[WHAT NEEDS TO BE DONE]
Select every line in the rows below that contains the string "referee", and copy each one. Case counts.

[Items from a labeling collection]
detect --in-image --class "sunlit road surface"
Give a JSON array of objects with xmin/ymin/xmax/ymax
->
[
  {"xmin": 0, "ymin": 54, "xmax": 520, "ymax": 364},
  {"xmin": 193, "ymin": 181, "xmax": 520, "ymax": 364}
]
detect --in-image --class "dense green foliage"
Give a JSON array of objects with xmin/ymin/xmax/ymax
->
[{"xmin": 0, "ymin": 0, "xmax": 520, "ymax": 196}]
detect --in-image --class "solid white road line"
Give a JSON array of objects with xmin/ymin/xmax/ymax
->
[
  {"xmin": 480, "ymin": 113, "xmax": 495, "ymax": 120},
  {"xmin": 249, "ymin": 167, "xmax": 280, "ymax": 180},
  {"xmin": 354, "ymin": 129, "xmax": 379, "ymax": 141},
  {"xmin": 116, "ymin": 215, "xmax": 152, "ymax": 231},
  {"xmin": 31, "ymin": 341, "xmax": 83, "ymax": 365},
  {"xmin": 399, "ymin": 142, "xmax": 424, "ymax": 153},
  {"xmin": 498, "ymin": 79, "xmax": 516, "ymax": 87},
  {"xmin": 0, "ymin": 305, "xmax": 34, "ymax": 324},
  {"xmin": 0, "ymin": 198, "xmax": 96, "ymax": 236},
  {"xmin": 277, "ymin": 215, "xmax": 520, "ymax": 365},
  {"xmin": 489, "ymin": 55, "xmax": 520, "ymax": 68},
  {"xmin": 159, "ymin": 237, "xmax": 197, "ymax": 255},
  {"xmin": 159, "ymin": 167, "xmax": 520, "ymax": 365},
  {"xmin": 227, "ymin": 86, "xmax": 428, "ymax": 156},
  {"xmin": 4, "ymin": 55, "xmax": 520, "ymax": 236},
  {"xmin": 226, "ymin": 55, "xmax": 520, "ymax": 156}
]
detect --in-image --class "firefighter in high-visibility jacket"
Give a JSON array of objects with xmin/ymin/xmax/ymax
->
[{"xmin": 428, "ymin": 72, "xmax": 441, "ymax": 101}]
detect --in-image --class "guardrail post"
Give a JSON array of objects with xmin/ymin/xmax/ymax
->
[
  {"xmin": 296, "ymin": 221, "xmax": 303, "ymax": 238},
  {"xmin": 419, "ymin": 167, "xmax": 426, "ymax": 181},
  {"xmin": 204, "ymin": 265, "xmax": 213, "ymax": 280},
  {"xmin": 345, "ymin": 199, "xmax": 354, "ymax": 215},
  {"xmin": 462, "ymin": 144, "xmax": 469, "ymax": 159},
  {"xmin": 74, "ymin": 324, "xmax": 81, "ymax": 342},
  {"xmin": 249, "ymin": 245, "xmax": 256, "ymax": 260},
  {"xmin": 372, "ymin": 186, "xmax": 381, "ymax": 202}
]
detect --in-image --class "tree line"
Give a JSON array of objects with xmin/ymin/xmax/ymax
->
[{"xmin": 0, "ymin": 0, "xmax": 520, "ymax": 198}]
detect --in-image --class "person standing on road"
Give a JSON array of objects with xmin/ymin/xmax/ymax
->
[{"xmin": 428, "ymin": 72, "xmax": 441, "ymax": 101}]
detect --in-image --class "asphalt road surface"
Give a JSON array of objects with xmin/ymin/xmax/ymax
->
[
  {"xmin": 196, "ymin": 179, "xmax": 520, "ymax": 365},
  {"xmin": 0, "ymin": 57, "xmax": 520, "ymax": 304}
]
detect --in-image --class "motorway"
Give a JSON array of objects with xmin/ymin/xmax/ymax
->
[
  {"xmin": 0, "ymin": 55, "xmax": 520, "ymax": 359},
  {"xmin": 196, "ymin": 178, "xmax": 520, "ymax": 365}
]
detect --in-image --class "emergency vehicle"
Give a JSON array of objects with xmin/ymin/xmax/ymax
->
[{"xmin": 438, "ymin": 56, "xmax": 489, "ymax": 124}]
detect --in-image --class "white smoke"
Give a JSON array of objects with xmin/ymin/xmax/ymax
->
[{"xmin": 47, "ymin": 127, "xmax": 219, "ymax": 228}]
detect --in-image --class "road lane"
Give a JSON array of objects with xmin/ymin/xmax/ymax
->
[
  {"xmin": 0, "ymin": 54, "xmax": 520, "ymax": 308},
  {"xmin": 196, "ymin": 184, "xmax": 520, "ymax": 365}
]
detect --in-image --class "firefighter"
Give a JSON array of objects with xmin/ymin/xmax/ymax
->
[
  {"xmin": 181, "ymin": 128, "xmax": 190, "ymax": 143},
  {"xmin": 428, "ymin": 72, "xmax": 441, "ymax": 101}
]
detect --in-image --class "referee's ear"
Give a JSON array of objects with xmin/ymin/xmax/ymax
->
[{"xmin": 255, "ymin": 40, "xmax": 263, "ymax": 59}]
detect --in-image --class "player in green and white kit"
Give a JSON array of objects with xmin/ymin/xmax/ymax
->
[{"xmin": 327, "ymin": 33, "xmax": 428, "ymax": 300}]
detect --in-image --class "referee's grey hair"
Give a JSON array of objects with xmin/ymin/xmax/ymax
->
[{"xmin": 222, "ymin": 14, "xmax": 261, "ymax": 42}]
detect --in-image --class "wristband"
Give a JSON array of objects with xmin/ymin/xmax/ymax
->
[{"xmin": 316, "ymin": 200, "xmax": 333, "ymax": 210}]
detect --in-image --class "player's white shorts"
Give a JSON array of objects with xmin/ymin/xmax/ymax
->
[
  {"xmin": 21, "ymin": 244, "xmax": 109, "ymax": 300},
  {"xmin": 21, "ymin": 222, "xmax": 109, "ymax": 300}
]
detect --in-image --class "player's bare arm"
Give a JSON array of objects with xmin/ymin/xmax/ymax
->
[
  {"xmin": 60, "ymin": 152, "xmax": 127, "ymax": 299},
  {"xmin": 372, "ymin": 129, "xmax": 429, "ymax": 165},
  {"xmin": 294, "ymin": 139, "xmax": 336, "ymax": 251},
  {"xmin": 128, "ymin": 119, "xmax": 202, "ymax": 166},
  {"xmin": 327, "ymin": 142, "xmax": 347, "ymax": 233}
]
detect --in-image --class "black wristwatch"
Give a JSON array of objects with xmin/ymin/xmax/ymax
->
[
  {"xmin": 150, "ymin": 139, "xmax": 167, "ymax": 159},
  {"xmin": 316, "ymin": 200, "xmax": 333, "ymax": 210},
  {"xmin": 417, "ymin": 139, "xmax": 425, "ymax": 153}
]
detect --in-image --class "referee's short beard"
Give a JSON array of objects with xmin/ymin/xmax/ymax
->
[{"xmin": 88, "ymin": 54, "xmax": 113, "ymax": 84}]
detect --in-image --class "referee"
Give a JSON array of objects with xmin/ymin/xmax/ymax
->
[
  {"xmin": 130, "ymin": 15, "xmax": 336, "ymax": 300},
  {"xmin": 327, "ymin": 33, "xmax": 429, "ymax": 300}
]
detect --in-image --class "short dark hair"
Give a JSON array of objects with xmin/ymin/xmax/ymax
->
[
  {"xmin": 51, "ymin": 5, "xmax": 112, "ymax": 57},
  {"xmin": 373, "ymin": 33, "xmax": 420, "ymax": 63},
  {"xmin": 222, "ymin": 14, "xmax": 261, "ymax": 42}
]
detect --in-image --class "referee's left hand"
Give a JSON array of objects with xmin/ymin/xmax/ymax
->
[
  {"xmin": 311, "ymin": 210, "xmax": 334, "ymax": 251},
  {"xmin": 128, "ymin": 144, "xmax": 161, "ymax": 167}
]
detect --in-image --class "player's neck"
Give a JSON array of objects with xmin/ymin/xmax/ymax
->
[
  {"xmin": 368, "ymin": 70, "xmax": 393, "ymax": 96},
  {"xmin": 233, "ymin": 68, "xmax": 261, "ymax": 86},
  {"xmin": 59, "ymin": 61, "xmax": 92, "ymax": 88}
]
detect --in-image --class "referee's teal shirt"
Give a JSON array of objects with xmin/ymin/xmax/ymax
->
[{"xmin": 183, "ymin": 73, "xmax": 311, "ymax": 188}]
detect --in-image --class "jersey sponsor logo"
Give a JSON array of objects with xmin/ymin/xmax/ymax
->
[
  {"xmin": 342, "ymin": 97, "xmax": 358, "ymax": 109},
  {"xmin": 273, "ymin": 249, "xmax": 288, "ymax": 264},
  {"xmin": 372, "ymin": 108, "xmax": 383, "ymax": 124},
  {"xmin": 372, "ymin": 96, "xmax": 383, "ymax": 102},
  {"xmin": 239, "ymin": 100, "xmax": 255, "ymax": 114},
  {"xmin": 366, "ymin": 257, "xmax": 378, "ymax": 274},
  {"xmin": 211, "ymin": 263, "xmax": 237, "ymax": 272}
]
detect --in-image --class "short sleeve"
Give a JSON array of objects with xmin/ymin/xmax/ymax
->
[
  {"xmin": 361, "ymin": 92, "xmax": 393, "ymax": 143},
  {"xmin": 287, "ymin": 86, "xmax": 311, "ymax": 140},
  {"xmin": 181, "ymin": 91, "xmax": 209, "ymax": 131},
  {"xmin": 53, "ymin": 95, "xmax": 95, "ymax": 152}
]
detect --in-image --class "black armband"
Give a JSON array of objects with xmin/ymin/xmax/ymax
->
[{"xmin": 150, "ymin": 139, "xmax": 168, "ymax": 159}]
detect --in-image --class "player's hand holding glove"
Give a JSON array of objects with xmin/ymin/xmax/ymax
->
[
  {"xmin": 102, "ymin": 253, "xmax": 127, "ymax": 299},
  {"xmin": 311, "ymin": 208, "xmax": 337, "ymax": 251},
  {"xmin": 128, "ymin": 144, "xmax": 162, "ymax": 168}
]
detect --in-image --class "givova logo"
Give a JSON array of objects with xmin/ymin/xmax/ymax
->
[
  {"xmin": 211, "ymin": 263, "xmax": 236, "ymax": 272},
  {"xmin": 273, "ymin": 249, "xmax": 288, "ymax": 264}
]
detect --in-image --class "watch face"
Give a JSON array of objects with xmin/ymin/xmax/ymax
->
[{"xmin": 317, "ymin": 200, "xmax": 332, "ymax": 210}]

[THE ANSWER]
detect --in-image --class "referee's ear"
detect --in-image --class "referee's grey hair"
detect --in-image --class "referee's short beard"
detect --in-image --class "referee"
detect --in-image --class "referee's left hand"
detect --in-image --class "referee's teal shirt"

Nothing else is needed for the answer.